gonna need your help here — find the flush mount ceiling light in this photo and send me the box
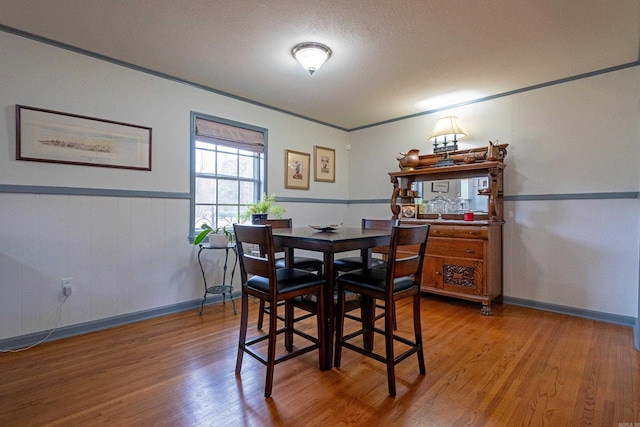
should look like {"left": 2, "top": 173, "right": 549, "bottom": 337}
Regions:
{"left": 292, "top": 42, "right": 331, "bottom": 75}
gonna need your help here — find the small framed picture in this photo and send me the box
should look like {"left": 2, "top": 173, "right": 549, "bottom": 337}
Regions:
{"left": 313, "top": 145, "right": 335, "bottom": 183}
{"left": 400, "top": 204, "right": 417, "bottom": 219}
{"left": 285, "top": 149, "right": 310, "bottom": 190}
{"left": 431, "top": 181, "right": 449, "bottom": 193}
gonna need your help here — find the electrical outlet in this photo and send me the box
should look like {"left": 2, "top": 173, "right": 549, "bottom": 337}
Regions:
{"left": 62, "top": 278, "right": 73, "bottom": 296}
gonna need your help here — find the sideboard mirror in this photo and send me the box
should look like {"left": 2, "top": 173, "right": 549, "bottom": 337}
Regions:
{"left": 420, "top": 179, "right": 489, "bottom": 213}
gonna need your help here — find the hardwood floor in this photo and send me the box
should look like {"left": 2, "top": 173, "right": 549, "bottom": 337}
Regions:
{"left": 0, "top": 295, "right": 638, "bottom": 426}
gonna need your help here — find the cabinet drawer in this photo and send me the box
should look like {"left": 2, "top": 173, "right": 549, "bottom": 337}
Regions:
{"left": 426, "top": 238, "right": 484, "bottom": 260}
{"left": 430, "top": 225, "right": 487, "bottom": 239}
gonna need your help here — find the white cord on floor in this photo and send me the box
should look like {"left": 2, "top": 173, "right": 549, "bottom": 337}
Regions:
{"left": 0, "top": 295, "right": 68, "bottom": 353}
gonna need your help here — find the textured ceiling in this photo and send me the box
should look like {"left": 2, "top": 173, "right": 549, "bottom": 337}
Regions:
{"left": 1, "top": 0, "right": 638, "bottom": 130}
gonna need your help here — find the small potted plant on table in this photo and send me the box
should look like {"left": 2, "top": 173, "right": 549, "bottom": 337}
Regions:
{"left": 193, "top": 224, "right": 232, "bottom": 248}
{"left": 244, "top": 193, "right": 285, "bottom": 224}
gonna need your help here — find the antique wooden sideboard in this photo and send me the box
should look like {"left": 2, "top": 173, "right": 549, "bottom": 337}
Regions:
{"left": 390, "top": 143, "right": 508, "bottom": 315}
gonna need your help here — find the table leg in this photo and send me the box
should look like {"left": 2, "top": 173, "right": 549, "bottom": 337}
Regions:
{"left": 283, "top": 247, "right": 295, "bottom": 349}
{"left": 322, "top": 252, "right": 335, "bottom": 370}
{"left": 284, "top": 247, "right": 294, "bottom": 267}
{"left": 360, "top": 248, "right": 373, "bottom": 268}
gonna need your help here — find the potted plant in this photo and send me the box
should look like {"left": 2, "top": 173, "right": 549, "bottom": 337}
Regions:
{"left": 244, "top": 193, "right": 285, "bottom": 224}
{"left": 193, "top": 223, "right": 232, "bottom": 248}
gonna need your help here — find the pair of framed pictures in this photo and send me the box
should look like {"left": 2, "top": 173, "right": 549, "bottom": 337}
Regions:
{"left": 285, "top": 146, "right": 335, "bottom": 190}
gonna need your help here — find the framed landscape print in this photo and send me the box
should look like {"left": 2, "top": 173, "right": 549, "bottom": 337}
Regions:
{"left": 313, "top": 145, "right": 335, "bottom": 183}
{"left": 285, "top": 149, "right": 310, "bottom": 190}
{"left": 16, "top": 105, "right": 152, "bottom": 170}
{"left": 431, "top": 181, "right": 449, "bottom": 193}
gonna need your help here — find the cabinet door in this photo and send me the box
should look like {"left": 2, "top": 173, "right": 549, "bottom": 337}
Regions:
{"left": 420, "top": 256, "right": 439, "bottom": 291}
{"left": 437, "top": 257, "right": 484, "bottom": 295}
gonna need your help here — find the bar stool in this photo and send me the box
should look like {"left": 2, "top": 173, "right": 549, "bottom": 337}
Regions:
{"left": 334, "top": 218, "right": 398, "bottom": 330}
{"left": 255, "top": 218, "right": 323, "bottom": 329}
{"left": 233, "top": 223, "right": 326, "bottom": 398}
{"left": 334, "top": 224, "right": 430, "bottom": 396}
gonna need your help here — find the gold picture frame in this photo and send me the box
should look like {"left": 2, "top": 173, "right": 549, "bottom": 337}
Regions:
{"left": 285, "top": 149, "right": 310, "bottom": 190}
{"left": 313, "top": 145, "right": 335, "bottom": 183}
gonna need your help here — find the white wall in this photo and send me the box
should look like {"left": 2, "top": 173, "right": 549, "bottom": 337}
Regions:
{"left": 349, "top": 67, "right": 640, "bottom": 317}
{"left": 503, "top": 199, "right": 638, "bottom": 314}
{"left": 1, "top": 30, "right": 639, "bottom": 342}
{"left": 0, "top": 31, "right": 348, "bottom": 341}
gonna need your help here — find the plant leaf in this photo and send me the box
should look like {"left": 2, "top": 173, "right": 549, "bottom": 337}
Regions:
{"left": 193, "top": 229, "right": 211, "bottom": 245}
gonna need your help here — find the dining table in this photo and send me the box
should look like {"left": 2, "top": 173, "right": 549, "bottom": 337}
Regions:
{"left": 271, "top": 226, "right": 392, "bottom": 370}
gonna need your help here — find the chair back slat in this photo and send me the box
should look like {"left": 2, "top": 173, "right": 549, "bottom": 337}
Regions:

══════

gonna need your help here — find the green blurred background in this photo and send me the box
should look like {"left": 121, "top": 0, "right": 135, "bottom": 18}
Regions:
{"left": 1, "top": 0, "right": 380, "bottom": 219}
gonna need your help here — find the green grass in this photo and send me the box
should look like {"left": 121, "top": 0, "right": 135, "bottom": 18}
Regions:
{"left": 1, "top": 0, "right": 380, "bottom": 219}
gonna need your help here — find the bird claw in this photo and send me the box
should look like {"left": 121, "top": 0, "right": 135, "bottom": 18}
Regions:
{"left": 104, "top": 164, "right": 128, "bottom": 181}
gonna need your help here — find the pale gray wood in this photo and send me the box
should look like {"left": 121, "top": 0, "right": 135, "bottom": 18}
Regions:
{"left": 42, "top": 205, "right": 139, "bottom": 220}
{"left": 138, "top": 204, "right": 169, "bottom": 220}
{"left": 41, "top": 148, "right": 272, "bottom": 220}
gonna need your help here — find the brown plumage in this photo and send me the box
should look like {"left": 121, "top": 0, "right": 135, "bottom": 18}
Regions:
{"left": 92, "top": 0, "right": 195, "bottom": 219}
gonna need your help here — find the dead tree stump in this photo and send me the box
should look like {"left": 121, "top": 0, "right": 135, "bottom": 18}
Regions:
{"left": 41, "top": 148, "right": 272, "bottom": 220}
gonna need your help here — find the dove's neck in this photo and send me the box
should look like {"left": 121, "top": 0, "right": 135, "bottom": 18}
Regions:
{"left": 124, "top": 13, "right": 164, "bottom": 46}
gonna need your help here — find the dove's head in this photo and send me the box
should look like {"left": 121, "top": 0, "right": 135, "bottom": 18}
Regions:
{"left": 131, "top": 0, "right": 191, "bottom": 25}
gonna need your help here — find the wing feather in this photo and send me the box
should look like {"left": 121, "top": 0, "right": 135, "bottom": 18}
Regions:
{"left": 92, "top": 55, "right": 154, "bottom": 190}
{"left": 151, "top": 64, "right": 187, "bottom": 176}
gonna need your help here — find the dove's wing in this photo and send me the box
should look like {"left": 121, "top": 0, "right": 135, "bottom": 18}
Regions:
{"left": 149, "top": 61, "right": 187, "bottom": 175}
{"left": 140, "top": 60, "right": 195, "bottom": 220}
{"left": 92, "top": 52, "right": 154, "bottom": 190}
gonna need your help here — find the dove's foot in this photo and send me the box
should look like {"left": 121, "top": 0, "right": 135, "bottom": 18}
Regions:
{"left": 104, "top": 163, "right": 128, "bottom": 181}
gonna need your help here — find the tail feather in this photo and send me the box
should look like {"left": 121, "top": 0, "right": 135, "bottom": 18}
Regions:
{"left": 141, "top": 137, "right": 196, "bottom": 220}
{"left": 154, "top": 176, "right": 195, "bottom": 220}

══════

*WHAT THE TASK ASKS*.
Which lines above contain the word "potted"? List them.

*SOLUTION*.
gonna need your help here — find the small potted plant on table in this photo and send me the box
gonna need your help here — find the potted plant in this photo and send me the box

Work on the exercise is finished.